**Work to be completed**
Each of the entries should be retyped precisely as it appears.

**Entries**
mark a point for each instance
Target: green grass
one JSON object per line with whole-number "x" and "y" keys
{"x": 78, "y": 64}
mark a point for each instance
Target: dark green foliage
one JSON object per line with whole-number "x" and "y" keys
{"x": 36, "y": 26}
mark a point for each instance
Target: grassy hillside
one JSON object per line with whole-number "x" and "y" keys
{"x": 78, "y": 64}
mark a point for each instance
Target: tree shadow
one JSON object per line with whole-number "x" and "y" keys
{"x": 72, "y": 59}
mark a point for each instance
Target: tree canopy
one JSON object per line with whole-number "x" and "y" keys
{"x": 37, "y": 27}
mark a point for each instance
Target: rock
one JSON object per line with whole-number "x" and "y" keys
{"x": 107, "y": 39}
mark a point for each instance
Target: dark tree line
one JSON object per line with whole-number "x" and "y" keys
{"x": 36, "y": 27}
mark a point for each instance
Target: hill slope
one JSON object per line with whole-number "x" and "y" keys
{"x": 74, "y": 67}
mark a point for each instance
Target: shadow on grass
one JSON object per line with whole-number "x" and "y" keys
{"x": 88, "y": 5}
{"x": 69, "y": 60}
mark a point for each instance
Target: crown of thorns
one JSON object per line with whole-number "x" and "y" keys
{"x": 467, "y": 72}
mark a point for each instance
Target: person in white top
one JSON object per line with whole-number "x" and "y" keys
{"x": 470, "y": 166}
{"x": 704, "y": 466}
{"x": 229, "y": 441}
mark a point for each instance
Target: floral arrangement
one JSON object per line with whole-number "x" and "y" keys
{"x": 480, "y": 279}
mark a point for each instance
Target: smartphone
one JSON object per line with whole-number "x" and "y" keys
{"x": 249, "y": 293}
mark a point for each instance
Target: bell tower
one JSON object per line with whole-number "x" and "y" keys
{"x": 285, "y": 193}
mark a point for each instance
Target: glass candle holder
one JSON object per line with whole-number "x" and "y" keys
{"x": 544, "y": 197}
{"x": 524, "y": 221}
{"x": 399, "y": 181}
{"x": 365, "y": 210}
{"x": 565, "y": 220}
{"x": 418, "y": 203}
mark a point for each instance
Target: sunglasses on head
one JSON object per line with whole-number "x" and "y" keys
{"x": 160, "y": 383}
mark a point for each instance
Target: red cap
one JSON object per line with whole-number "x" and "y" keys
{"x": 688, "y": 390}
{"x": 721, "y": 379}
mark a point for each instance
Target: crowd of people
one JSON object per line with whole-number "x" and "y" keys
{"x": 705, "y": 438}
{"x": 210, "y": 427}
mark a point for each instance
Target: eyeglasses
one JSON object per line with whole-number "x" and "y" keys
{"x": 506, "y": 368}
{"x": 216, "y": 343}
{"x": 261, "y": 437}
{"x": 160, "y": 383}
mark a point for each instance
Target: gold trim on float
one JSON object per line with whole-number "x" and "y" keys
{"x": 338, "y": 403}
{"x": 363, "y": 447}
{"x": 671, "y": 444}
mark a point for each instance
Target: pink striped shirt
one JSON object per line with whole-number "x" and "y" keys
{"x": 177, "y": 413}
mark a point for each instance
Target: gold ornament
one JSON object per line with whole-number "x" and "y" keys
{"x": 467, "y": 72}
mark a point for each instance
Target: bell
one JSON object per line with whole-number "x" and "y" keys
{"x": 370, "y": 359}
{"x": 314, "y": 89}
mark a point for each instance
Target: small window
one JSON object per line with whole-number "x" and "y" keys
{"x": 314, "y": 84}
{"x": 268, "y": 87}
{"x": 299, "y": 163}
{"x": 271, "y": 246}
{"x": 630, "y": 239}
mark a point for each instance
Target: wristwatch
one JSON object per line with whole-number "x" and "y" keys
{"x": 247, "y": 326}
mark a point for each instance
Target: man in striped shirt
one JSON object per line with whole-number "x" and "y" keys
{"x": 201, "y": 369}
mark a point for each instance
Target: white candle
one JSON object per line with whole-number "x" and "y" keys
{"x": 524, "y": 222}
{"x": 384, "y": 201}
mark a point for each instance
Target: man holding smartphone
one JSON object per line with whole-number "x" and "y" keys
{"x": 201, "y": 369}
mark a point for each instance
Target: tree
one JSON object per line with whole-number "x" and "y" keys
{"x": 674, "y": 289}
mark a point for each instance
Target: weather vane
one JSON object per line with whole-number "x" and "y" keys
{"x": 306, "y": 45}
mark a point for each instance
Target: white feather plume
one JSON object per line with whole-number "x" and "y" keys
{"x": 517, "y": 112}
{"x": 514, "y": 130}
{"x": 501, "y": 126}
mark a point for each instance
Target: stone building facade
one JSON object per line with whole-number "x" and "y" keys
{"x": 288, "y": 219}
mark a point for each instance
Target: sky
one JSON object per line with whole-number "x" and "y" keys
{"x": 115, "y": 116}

**Solution to the exercise**
mark a point for each instance
Target: green grass
one JSON object per line with whole-number "x" and "y" keys
{"x": 78, "y": 64}
mark a point for each instance
Target: dark green foliage
one JSON object per line with whole-number "x" and "y" keys
{"x": 36, "y": 26}
mark a point for each instance
Target: grassy hillside
one JSON object per line with whole-number "x" and "y" keys
{"x": 78, "y": 64}
mark a point for each instance
Target: tree shadow
one JSON object per line with whole-number "x" and "y" keys
{"x": 72, "y": 59}
mark a point for each instance
Target: tree canopy
one JSON object per line with whole-number "x" and "y" keys
{"x": 37, "y": 27}
mark a point for each instance
Target: rock
one JSON object per line with whole-number "x" and "y" keys
{"x": 107, "y": 39}
mark a point for each instance
Target: dark tree line
one JSON object per line with whole-number "x" and "y" keys
{"x": 36, "y": 27}
mark a point for each instance
Target: hill slope
one JSON object per line with whole-number "x" and "y" keys
{"x": 74, "y": 67}
mark a point for each instance
Target: shadow on grass
one JSON object per line with whole-number "x" and "y" keys
{"x": 88, "y": 5}
{"x": 69, "y": 60}
mark a point for each instance
Target: crown of thorns
one JSON object per line with whole-number "x" and "y" keys
{"x": 467, "y": 72}
mark a point for each instance
Target: person in white top
one JSON object per line with whole-number "x" and "y" keys
{"x": 470, "y": 166}
{"x": 704, "y": 466}
{"x": 229, "y": 441}
mark a point for each instance
Target: floral arrangement
one JSON object per line with whole-number "x" and "y" keys
{"x": 480, "y": 279}
mark a point for each instance
Target: smartphone
one JSON object per line with whole-number "x" and "y" keys
{"x": 249, "y": 293}
mark a point for each instance
Target: bell tower
one JSON object per line with whole-number "x" and "y" keys
{"x": 285, "y": 193}
mark a point for each instance
Target: glass candle holder
one JSON object per line with whole-number "x" and "y" keys
{"x": 544, "y": 197}
{"x": 524, "y": 221}
{"x": 399, "y": 181}
{"x": 365, "y": 210}
{"x": 565, "y": 220}
{"x": 418, "y": 203}
mark a point for each instance
Target: sunglasses on head
one JSON object per line with whole-number "x" and "y" keys
{"x": 160, "y": 383}
mark a point for each instance
Target: red cap
one JSON object per line with whole-number "x" and "y" keys
{"x": 688, "y": 390}
{"x": 721, "y": 379}
mark a point for each instance
Target: crowd of people
one JSON object per line with whole-number "x" and "y" keys
{"x": 705, "y": 438}
{"x": 210, "y": 427}
mark a point for each instance
Target: eyeglasses
one JSON object per line with whole-number "x" and "y" keys
{"x": 506, "y": 368}
{"x": 216, "y": 343}
{"x": 261, "y": 437}
{"x": 160, "y": 383}
mark a point for each instance
Target: gold trim on float
one JSON object per line with whole-number "x" and "y" keys
{"x": 338, "y": 403}
{"x": 363, "y": 447}
{"x": 671, "y": 444}
mark a point for each instance
Target: pink striped shirt
one JSON object per line with whole-number "x" and "y" keys
{"x": 177, "y": 413}
mark a point for each instance
Target: gold ornament
one JSON object per line with whole-number "x" and "y" keys
{"x": 467, "y": 72}
mark a point for each instance
Target: bell
one JSON object per line with whole-number "x" and "y" keys
{"x": 370, "y": 359}
{"x": 314, "y": 89}
mark a point for each instance
Target: small window
one JSON object per line with whole-number "x" and "y" keys
{"x": 314, "y": 84}
{"x": 268, "y": 87}
{"x": 299, "y": 163}
{"x": 271, "y": 246}
{"x": 630, "y": 239}
mark a point for each instance
Target: wristwatch
one JSON object per line with whole-number "x" and "y" keys
{"x": 247, "y": 326}
mark a point for each instance
Target: man in striped shirt
one JSON object per line with whole-number "x" and "y" keys
{"x": 201, "y": 369}
mark a point for each instance
Target: white candle
one JSON object per line with whole-number "x" and "y" keys
{"x": 524, "y": 222}
{"x": 384, "y": 201}
mark a point for each instance
Target: man holding smartphone
one JSON object per line with whole-number "x" and "y" keys
{"x": 201, "y": 369}
mark a point for each instance
Target: tree
one JSON object per line with whole-number "x" and "y" keys
{"x": 674, "y": 289}
mark a point for each instance
Target: weather vane
one JSON object per line with whole-number "x" and "y" keys
{"x": 306, "y": 45}
mark a point for each instance
Target: white feather plume
one JSON object per line with whole-number "x" and "y" keys
{"x": 517, "y": 112}
{"x": 514, "y": 130}
{"x": 501, "y": 126}
mark a point for each instance
Target: stone building facade
one JSON object per line with whole-number "x" and "y" keys
{"x": 288, "y": 219}
mark a point for each instance
Target: sky
one JSON object per line with whole-number "x" and "y" keys
{"x": 115, "y": 116}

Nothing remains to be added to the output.